*RAW DATA*

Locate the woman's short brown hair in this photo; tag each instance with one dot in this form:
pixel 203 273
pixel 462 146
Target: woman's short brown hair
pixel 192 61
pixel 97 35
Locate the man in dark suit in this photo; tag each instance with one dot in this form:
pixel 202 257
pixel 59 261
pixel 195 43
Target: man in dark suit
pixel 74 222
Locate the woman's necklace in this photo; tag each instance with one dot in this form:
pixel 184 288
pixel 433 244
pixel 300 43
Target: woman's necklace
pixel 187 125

--

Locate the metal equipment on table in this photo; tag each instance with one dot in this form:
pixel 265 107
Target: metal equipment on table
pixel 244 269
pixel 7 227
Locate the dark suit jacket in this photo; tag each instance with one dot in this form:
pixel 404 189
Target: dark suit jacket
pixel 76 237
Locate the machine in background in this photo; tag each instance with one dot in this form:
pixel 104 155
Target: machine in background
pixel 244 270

*DO THIS*
Quote the items word for word, starting with the line containing "Locate the metal" and ending with the line containing "pixel 244 270", both lines included.

*RESULT*
Locate the metal equipment on table in this photo; tag each instance with one dot in this form:
pixel 265 107
Target: metal equipment on table
pixel 244 269
pixel 7 227
Locate the dark suit jacket in this photo; tag each instance with one dot in this form:
pixel 404 189
Target: dark suit jacket
pixel 76 237
Locate the machine in background in this photo; tag each instance with one dot in this form:
pixel 104 155
Target: machine in background
pixel 244 270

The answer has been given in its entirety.